TEXT SECTION:
There's a good case to be made for that, and it doesn't contradict my oft-stated opinion that RNAi is going to be good for one or more Nobel prizes. The big challenge will be how to divide things up correctly - we may well see some spillover into Chemistry from the Medicine/Physiology category. Believe me, there are several folks who should keep their eyes open for discount fares to Stockholm. This will probably happen in about five years or so, given the usual pace of the Nobel folks.
But industrial enthusiasm for RNAi may well have gotten out of hand in the last year or two. There are a number of small companies frantically trying to take the technique into the clinic; the whole thing reminds everyone of the heyday of antisense therapeutics. Remember antisense DNA? People are still out there trying to make it work, but it's been a lot harder than anyone would have wanted to believe. If you'd been able to show folks the future back in the late 1980s, a bunch of venture capitalists would have had rug-biting fits.
And RNA-based therapies suffer from almost exactly the same problems, and for the same reasons. Delivery of the molecule and its stability once dosed are going to be very tricky. One of the first things being targeted is macular degeneration, because the inside of the eye is a rather tranquil pond, pharmacokinetically speaking, and the cells there are known to take things up rather freely. But once you get out of that best-case situation, well, good luck. With any luck, RNAi might be able to adapt a successful antisense technique - if someone finds one.

ABOUT THIS TASK: Reproduce the RNAi commentary word for word, everything from "But industrial enthusiasm" down to "had rug-biting fits.".

SUPPLIED RECORDS:
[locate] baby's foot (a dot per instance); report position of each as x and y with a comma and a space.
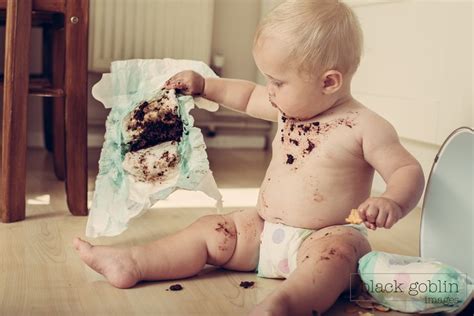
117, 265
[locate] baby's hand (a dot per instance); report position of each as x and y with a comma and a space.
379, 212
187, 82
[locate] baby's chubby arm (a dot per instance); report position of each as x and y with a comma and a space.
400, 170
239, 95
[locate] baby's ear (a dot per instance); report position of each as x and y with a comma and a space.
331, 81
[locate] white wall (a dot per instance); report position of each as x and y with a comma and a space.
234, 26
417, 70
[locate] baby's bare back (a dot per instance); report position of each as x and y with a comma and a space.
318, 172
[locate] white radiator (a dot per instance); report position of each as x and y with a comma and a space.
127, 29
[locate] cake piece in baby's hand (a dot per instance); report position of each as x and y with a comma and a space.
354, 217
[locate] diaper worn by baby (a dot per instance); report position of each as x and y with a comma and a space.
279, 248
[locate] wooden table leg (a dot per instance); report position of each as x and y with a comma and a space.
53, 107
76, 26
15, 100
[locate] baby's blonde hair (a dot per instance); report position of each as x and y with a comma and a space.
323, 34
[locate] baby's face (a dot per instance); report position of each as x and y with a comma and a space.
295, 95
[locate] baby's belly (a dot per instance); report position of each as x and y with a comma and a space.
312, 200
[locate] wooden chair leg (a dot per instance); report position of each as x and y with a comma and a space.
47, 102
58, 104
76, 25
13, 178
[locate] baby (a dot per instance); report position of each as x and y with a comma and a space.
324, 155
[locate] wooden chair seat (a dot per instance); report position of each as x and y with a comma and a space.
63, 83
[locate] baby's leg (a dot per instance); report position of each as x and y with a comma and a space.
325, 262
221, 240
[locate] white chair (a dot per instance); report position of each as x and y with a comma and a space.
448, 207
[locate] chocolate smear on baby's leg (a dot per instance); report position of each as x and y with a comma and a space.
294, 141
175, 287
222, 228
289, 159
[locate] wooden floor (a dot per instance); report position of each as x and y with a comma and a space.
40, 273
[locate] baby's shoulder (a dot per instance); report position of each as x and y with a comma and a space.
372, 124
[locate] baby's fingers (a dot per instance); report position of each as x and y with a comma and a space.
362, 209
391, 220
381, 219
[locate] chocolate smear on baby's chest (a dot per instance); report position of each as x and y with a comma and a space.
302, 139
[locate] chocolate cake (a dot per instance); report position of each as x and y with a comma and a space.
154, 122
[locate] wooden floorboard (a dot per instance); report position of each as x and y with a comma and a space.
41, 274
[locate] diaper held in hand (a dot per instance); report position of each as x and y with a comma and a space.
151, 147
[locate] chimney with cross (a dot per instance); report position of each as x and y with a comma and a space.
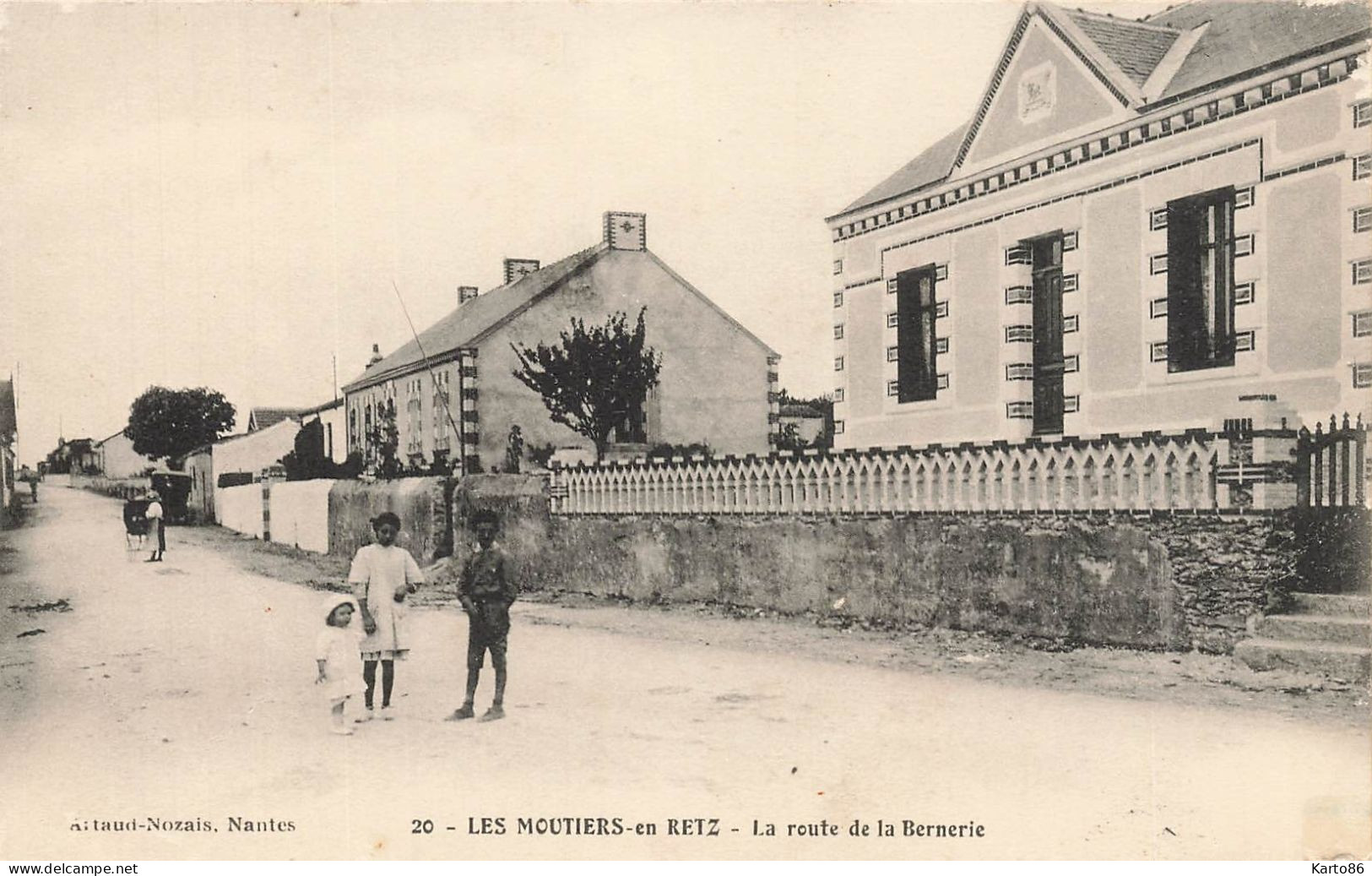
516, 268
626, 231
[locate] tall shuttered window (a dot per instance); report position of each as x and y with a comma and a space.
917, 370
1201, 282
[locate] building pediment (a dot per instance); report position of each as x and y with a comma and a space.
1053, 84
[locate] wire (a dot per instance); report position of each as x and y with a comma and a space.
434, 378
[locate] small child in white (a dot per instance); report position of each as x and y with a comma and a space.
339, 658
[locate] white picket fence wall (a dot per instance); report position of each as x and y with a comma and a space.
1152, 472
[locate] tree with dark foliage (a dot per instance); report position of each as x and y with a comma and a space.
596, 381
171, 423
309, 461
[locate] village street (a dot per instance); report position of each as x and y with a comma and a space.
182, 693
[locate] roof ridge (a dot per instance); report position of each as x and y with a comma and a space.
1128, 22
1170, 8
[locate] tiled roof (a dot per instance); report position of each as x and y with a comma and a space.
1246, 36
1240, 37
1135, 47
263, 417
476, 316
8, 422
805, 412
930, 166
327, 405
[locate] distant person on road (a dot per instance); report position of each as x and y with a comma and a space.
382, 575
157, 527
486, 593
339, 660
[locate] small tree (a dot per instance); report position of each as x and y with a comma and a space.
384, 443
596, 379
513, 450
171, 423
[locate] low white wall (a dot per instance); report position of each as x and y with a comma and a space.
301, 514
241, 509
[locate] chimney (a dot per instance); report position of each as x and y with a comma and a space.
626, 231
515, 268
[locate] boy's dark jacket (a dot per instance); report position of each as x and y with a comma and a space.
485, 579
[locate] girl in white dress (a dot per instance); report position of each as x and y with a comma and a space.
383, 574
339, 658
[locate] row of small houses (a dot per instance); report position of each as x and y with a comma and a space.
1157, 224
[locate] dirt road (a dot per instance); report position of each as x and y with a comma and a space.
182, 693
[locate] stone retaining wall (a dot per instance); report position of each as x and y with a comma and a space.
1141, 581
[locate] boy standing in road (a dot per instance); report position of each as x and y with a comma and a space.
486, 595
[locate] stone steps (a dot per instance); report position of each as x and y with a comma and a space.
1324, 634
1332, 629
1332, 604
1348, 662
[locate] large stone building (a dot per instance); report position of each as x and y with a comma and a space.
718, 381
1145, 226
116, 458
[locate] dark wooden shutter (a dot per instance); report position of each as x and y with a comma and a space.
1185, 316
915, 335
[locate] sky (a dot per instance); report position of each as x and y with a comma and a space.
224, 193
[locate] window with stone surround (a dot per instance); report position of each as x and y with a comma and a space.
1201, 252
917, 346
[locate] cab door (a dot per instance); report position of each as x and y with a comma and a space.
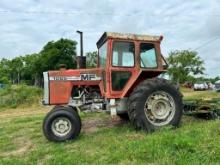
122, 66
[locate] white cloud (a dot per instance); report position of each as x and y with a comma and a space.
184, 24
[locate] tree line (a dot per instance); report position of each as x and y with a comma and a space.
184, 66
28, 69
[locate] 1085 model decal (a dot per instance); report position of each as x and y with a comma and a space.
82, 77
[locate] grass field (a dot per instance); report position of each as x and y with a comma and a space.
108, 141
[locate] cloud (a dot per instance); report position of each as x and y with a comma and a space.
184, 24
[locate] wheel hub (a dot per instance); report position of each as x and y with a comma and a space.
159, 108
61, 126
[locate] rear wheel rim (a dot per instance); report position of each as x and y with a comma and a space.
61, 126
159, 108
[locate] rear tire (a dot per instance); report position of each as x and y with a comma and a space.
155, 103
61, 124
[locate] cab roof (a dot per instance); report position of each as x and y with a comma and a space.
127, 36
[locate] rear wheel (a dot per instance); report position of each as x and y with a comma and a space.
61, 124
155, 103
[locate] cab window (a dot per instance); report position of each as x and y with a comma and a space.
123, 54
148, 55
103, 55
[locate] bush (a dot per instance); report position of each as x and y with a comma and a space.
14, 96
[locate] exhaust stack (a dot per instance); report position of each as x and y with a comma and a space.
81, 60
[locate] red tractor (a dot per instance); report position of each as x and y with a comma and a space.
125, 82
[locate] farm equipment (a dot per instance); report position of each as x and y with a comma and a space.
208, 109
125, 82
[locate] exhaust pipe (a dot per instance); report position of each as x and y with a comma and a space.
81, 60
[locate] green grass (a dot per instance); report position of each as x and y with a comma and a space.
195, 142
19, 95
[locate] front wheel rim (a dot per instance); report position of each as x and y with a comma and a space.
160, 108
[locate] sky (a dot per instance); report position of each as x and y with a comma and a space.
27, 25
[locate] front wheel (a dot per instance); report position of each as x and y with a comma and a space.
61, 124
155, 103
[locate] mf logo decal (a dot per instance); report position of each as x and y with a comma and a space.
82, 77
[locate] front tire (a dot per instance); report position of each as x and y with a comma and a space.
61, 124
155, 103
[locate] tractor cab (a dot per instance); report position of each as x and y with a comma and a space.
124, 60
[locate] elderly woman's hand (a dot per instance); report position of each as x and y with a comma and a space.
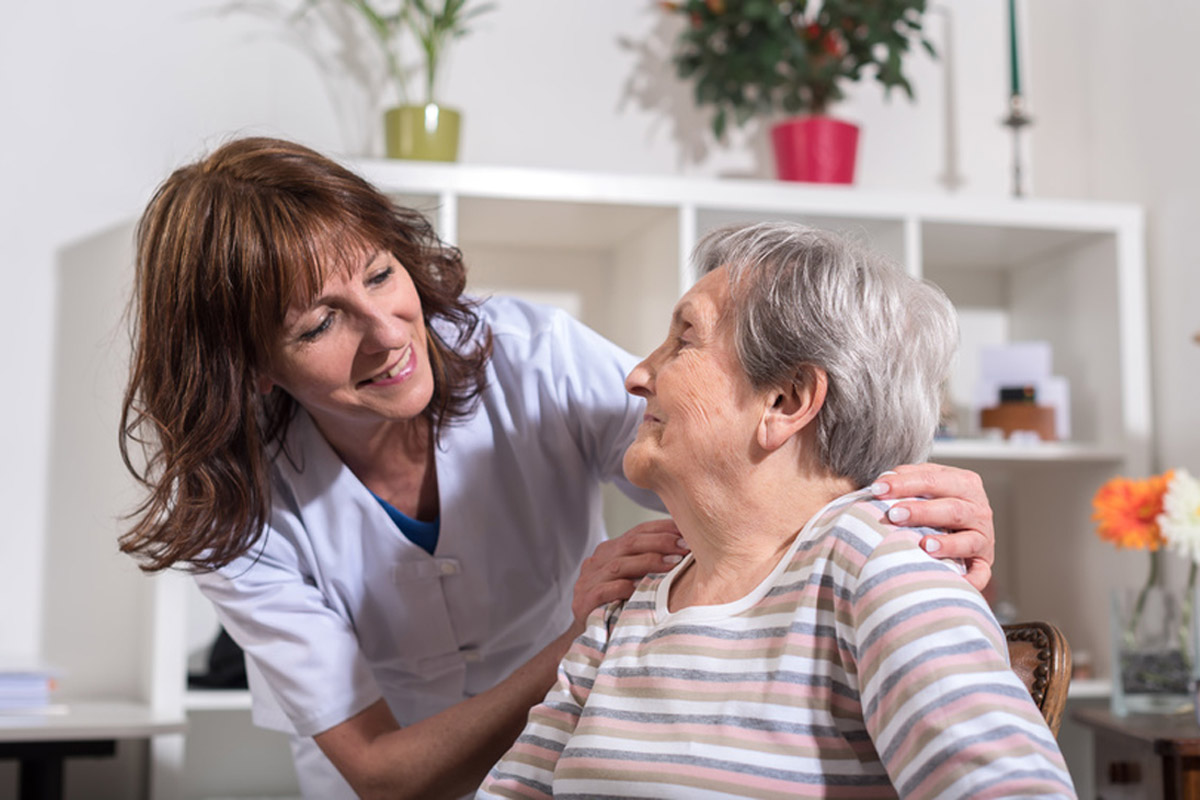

REPLY TO THE TASK:
But industrial enthusiasm for RNAi may well have gotten out of hand in the last year or two. There are a number of small companies frantically trying to take the technique into the clinic; the whole thing reminds everyone of the heyday of antisense therapeutics. Remember antisense DNA? People are still out there trying to make it work, but it's been a lot harder than anyone would have wanted to believe. If you'd been able to show folks the future back in the late 1980s, a bunch of venture capitalists would have had rug-biting fits.